GOAL
Output the lines of the records from the line containing "the horse's head" through the line containing "x=529, y=312", both included, as a numbered list with blank lines omitted. Include no other lines.

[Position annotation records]

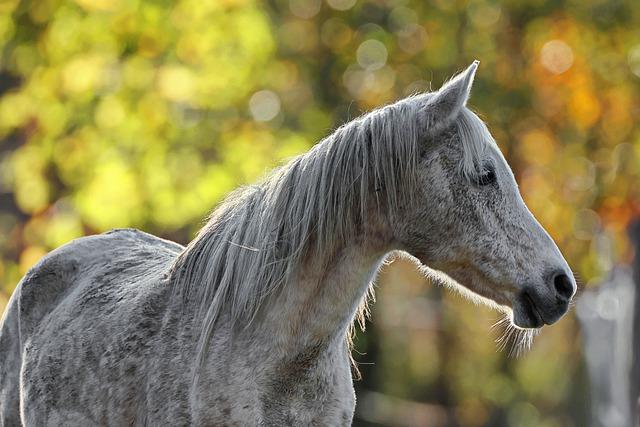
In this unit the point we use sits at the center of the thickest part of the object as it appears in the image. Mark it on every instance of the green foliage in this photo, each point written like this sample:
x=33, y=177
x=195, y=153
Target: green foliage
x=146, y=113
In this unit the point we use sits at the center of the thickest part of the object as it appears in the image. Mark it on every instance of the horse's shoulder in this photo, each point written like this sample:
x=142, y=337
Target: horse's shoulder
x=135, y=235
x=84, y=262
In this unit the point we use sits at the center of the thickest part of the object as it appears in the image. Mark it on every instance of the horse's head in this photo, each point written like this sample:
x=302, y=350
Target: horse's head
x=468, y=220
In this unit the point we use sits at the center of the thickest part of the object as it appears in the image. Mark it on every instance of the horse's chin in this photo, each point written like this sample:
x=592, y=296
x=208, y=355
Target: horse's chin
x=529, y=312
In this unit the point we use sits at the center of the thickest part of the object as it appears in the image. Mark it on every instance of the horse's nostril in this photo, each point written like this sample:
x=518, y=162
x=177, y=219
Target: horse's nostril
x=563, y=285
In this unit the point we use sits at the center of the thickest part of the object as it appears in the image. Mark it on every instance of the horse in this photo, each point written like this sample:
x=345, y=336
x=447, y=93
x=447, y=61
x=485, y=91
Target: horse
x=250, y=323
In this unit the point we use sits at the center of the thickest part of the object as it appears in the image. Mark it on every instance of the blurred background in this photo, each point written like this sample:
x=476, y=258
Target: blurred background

OUTPUT OF THE TASK
1. In this unit the point we use sits at the center of the thickest part of the object as it appears in the image. Mark it on every instance of the horse's head in this photo, each point written like this sample:
2. x=302, y=350
3. Target: horse's head
4. x=468, y=220
5. In this unit the point we use sits at the center of the thickest part of the object as it appears in the image. Mark it on every instance of the horse's chin in this photo, each point written like this sample:
6. x=592, y=296
7. x=208, y=355
8. Target: horse's chin
9. x=529, y=312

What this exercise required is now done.